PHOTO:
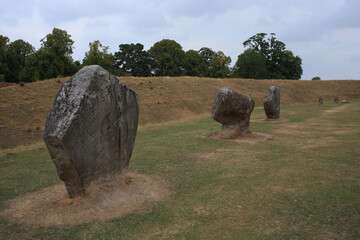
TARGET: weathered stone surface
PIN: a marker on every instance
(320, 100)
(233, 110)
(272, 103)
(90, 131)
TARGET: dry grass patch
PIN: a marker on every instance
(105, 199)
(23, 110)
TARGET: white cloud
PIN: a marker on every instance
(323, 33)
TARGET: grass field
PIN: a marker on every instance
(302, 182)
(23, 110)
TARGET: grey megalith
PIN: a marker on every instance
(272, 103)
(233, 110)
(91, 129)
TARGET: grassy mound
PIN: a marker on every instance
(23, 110)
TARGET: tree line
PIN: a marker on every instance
(264, 58)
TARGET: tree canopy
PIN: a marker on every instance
(99, 55)
(169, 58)
(134, 60)
(264, 57)
(268, 59)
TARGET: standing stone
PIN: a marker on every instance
(272, 103)
(320, 100)
(233, 110)
(90, 131)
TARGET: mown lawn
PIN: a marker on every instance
(303, 182)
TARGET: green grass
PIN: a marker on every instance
(301, 183)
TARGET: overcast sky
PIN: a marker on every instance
(324, 33)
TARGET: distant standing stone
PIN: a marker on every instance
(90, 131)
(320, 100)
(233, 110)
(272, 103)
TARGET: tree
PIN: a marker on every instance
(220, 65)
(280, 63)
(133, 59)
(4, 44)
(53, 59)
(98, 55)
(57, 48)
(17, 54)
(250, 64)
(169, 58)
(207, 56)
(194, 64)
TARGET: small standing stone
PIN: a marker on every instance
(320, 100)
(90, 131)
(233, 110)
(272, 103)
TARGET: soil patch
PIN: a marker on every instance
(270, 120)
(104, 200)
(250, 137)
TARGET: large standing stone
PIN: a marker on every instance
(90, 131)
(233, 110)
(272, 103)
(320, 100)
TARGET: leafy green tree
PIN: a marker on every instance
(17, 54)
(250, 64)
(4, 44)
(194, 64)
(220, 65)
(57, 50)
(169, 58)
(53, 59)
(280, 63)
(207, 56)
(98, 55)
(133, 59)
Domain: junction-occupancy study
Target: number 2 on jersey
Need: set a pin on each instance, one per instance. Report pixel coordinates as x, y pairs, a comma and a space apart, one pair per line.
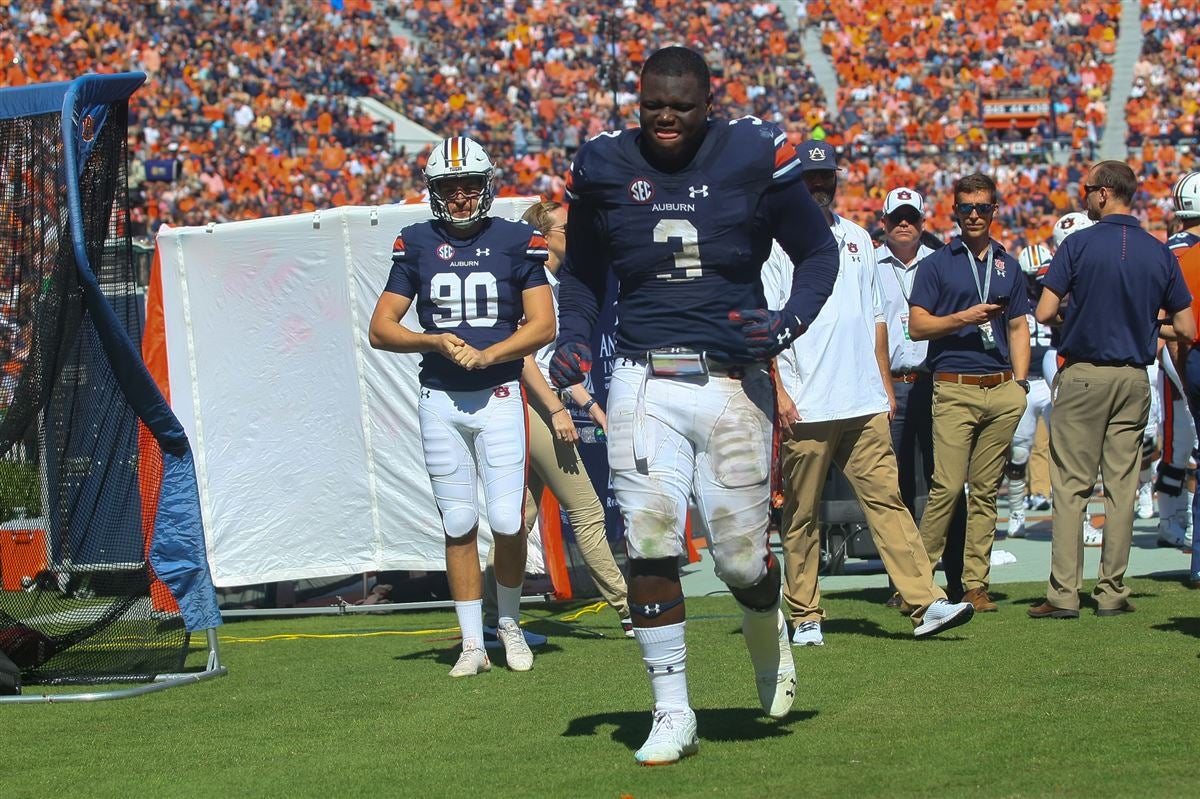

◆ ◆ ◆ ◆

WHAT YOU ARE ASKED TO DO>
Look through the lines above and collect those with the word "standing".

SOLUTION FOR THIS TASK>
TARGET: standing stone
TARGET: distant standing stone
TARGET: small standing stone
TARGET: large standing stone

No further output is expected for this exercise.